- **Required task**: Can you rewrite the rows below with "field-scouting log" changed to "site survey record" everywhere and everything else left as it is?

- **Items**:
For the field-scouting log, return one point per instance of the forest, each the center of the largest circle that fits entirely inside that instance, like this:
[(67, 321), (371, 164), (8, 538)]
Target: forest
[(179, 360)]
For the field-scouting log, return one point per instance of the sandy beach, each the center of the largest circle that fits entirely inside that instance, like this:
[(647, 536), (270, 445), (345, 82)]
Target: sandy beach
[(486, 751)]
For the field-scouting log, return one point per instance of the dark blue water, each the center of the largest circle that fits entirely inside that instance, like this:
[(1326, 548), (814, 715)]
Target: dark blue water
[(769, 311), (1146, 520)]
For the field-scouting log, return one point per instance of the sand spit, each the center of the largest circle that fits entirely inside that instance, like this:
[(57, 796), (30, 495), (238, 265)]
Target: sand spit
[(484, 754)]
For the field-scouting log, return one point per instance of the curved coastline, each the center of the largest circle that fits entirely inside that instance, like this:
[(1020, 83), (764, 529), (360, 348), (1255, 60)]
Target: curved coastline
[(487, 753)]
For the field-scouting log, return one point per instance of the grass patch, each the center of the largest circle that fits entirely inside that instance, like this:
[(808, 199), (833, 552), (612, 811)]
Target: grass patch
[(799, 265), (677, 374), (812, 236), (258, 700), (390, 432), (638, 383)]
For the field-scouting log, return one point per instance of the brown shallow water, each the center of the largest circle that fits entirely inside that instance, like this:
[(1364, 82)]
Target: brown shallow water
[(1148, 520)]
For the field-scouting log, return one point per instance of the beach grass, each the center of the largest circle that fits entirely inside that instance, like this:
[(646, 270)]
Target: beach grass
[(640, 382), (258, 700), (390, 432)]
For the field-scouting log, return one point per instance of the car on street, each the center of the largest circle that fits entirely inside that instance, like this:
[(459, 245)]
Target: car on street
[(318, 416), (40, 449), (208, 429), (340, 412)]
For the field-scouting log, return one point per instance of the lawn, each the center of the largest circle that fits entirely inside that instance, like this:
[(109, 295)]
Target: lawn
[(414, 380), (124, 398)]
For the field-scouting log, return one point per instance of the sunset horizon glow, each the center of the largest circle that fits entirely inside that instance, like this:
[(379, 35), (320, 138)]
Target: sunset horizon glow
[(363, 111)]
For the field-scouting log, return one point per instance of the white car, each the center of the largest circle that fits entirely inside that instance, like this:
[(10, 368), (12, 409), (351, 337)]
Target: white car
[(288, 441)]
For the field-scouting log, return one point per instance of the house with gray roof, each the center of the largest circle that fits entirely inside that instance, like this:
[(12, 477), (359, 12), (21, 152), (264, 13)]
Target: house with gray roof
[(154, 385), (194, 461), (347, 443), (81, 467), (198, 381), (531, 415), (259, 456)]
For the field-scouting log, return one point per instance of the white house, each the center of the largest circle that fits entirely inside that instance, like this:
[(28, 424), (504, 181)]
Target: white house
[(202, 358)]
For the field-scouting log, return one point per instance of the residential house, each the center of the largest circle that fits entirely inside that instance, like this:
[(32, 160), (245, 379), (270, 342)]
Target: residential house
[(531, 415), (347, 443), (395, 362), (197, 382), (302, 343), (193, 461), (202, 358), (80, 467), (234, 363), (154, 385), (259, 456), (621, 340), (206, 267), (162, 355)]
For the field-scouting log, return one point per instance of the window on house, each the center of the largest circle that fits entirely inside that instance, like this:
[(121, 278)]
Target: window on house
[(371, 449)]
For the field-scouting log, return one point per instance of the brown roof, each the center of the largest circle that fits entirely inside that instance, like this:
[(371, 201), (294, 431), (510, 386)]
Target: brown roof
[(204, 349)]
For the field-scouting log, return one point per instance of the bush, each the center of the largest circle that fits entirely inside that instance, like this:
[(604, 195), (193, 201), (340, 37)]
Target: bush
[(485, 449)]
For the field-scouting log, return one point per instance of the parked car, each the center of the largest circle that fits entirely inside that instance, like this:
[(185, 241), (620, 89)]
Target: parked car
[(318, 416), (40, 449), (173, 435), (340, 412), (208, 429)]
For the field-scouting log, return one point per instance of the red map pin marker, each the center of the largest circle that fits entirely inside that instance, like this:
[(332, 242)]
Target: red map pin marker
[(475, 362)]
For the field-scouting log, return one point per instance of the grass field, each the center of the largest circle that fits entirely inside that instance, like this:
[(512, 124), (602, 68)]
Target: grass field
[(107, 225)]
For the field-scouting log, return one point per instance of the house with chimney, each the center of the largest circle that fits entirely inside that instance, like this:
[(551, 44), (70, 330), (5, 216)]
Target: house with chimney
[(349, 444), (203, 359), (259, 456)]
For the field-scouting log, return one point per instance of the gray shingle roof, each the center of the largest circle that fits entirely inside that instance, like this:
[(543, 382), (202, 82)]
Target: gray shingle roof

- **Final answer**:
For the site survey record, return one point per instance of the forest, each the center of the largest circle that fits entirely inside that instance, like this:
[(67, 321), (371, 164), (8, 538)]
Target: forest
[(179, 360)]
For the site survey record, return one point per instance of the sandy beach, each the center of the largest circle that fits entirely inside that instance, like this:
[(647, 536), (270, 445), (345, 82)]
Target: sandy beach
[(486, 751)]
For the site survey record, return one point per instance of the dark blue water, each the center of the largest circle that fits entirely inside that instance, like this:
[(1326, 548), (814, 715)]
Target: dark blue water
[(769, 311), (1146, 520)]
For the site survey record, return one point per instance of the sand spit, each the center of the largest circle that fits entirely inside that instance, like this:
[(57, 796), (30, 495), (238, 265)]
Target: sand spit
[(484, 754)]
For the site survey record, return one point per instance of the curved coastline, each the center of the largest circle that fits entirely inside that instance, like this:
[(1020, 83), (764, 529), (360, 348), (1255, 60)]
Target: curved coastline
[(487, 753)]
For the site survey record, return one point per instance of the grass patch, each the center of the largest circle that fits entirely inside that instance, like this:
[(808, 199), (833, 552), (612, 811)]
Target: grass patch
[(799, 265), (677, 374), (812, 236), (258, 700), (390, 432), (638, 383)]
For the site survey record, return one point per instance of the brown shallow water, each the center of the largest circle that fits entirely inside that instance, like this:
[(1364, 82)]
Target: brown shallow water
[(1148, 520)]
For the site survey record, return one point per instance of the beach grass, each the center of the largest circle that fits entirely inside that instance, like this:
[(646, 270)]
Target: beach grass
[(640, 382), (258, 700), (390, 432)]
For the site survey record, return one point per instance of the car on street, each the center of the largest circle that fits entirely inside that instance, like this:
[(459, 245)]
Target: car on street
[(318, 416), (40, 449), (208, 429), (340, 412)]
For the site survey record, return one point per instance of the lawn, each the center of the largest circle that fits entirely inside that instance, like this:
[(109, 295)]
Target: lawn
[(414, 380), (124, 398)]
For the site survey record, return one point per instance of the sunset horizon glow, each the center of the largest circle that fits entirely inside that instance, like this:
[(379, 35), (320, 138)]
Target: sunset horizon glow
[(363, 111)]
For the site survey record, return one point per instance of the white car, each the center of the largest circle that fits entirely inside that instance, like this:
[(10, 368), (12, 409), (351, 337)]
Target: white car
[(288, 441)]
For the site survey record, return one point per instance of the house with gray roof, each the center of the largest circle that fits entirely inside that instance, like this:
[(12, 477), (359, 12), (21, 152), (264, 13)]
Target: house with gray roof
[(154, 385), (194, 461), (347, 443), (81, 467), (198, 381), (531, 415), (259, 456)]
For the site survey record, return one point per instance of the white house, each the center of the largest circle that fits entirely inside that instance, like this:
[(28, 424), (504, 181)]
Target: white house
[(202, 358)]
For the site survey record, return one point per instance of the residential house, each the center of the largest circle that fits entirely inside that instance, like this:
[(32, 160), (245, 379), (270, 342)]
Target: residential house
[(531, 415), (347, 443), (395, 362), (197, 382), (302, 343), (193, 461), (202, 358), (80, 467), (234, 363), (154, 385), (259, 456), (621, 340), (206, 267), (162, 355)]
For the site survey record, return one point per instance of the window on house, each the center of the largest circle that fits entirely inside that instance, like this:
[(121, 278)]
Target: window on house
[(371, 449)]
For the site survey record, return one point per instance of the brown roof, each the center of the largest circle that fits entirely inside that instance, like this:
[(371, 201), (294, 431), (510, 386)]
Target: brown roof
[(204, 349)]
For the site survey record, return one point per instance of the bush, each the center of the largest circle that fits entirely inside that instance, like this:
[(604, 195), (193, 201), (340, 37)]
Target: bush
[(485, 449)]
For the site survey record, return one point per instance of the parked car, each the center of the largest circle that fits entirely inside that instance, like this:
[(185, 241), (620, 89)]
Target: parked car
[(318, 416), (40, 449), (173, 435), (340, 412), (208, 429)]
For the site survey record, return one point per instance of the red map pin marker, each the center of the largest circle that fits entirely inside that instance, like this:
[(332, 242)]
Target: red map pin marker
[(475, 362)]
For the site survey record, return one point per instance of the grass field, each the center of the largest circle that fits entirely inside that instance, like this:
[(512, 124), (602, 68)]
Target: grass field
[(107, 225)]
For the site survey record, return one point per instance of the house with chimney, each the center of the largest circle that fits entirely inside that instance, like this:
[(551, 44), (70, 330), (5, 216)]
Target: house with chimney
[(349, 444), (203, 359), (259, 456)]
For the site survey record, return one point per instance of the gray shingle roof, each the center of the largest circle that fits entirely inside that instance, like this:
[(543, 382), (202, 82)]
Target: gray shingle roof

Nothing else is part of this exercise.